#### ТЕКСТ ДЛЯ ЧТЕНИЯ:
......

Борис Парамонов: Вернувшись к раннее цитированному Чехову, к характеристике Гольцева, мы даже чисто веховское словечко здесь обнаруживаем: интеллигенция как орден, то есть замкнутая группа, чуждая широко понимаемой жизни. Речь идет о том, что в тех же "Вехах" было названо либеральной цензурой. Вот Михайловский, упрекавший Чехова за безыдейность, яркий и авторитетный тип такого идейного цензора. И у большевиков ихняя цензура – именно идейная, а не политическая, – идет отсюда, от либеральной интеллигентской традиции. Конечно, большевики были огрублением этого типа, но самый тип тот же.

Иван Толстой: Борис Михайлович, тут некоторый перекос у Вас, по-моему, обозначается: Чехов получается то ли прагматик-европеец, то ли эстет, а вернее то и другое вместе. А разве у Чехова не было некоторых, так сказать, общечеловеческих идеалов?

Борис Парамонов: Хороший вопрос. Именно были, и об этом нужно сказать. Чехов в ту пору, молодым и еще относительно здоровым, был, как ни парадоксально это звучит, националистом-государственником. Молодому Чехову был присущ не то что конформизм, а несомненный патриотизм. Он явно не был интеллигентом-отщепенцем. Он хотел работать для России, и не только как литератор. И тут мы переходим к загадочной теме о поездке Чехова на Сахалин. Вот уж точно, текстуально по Мольеру: какой черт понес его на эту галеру?

......

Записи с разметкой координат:

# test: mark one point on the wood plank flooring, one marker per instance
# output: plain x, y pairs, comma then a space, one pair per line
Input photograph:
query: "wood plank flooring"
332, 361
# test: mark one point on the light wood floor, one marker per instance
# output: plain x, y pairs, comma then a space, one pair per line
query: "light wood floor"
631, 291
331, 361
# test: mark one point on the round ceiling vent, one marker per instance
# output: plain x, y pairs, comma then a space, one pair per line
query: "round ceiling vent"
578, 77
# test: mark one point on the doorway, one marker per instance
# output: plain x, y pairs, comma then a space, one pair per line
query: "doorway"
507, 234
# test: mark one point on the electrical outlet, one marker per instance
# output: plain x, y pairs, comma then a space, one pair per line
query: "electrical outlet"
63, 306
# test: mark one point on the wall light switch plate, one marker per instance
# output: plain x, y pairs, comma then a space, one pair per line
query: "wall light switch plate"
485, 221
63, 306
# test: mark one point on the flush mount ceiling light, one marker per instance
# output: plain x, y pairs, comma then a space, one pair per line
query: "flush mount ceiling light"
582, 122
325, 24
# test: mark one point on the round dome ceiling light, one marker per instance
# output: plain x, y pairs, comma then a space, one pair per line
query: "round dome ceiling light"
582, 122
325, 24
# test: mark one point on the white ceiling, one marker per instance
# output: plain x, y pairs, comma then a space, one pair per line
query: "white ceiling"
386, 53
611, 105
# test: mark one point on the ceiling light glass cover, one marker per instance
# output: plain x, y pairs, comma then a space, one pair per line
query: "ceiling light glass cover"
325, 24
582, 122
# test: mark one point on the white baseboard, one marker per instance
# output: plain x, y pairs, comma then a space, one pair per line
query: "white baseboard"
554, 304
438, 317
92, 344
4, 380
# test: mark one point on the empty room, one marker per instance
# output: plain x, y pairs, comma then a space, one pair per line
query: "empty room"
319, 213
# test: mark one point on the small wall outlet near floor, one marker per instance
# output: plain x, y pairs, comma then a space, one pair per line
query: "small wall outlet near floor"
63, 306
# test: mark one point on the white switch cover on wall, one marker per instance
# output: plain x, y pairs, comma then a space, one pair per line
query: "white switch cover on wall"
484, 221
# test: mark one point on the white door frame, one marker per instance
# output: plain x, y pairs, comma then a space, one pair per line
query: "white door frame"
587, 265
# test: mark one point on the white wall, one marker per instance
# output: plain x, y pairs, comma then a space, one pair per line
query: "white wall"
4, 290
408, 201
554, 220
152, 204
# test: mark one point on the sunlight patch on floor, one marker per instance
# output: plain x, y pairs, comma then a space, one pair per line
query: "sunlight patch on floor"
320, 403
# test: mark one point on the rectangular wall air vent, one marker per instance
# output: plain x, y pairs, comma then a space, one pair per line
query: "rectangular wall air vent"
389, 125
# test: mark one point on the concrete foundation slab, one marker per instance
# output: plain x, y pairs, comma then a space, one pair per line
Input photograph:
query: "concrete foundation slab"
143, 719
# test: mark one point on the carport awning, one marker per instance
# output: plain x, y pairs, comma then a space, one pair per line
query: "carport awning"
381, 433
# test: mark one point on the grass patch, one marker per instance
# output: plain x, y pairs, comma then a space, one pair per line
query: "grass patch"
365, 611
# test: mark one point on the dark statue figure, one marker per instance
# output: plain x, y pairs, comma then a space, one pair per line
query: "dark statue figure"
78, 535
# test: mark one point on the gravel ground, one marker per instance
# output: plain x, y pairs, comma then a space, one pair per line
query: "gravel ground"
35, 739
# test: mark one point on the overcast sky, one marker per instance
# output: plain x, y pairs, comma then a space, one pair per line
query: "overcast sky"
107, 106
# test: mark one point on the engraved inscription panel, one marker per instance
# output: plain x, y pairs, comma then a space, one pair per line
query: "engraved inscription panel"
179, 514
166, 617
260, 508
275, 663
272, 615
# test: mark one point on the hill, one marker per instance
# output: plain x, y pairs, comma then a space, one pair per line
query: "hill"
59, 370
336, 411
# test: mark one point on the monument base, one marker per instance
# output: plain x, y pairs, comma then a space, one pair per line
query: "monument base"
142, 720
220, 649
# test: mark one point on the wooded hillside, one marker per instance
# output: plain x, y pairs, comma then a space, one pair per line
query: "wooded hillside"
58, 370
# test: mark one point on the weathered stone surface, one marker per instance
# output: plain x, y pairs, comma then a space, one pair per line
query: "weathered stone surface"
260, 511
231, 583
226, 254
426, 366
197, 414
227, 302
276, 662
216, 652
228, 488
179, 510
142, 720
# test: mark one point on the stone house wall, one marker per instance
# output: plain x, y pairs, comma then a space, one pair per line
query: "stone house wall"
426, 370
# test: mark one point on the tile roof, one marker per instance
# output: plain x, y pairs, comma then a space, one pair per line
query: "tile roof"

......

#### ВЫПОЛНИТЕ ЗАДАНИЯ:
(1) Ответьте по тексту о Чехове на вопросы:
(a) Кого Борис Парамонов называет ярким и авторитетным типом идейного цензора?
(b) Кем, по словам Ивана Толстого, получается Чехов у Бориса Парамонова?
(c) О поездке Чехова куда заходит речь в конце?
(2) Перепишите из текста о Чехове отрывок от слов "Борис Парамонов: Хороший" до слов "на эту галеру?" включительно.
Перечень в этой работе никак не используется.

#### ОТВЕТЫ К ЗАДАНИЯМ:
(1)
(a) Михайловского, упрекавшего Чехова за безыдейность.
(b) То ли прагматиком-европейцем, то ли эстетом, а вернее тем и другим вместе.
(c) На Сахалин.

(2)
Борис Парамонов: Хороший вопрос. Именно были, и об этом нужно сказать. Чехов в ту пору, молодым и еще относительно здоровым, был, как ни парадоксально это звучит, националистом-государственником. Молодому Чехову был присущ не то что конформизм, а несомненный патриотизм. Он явно не был интеллигентом-отщепенцем. Он хотел работать для России, и не только как литератор. И тут мы переходим к загадочной теме о поездке Чехова на Сахалин. Вот уж точно, текстуально по Мольеру: какой черт понес его на эту галеру?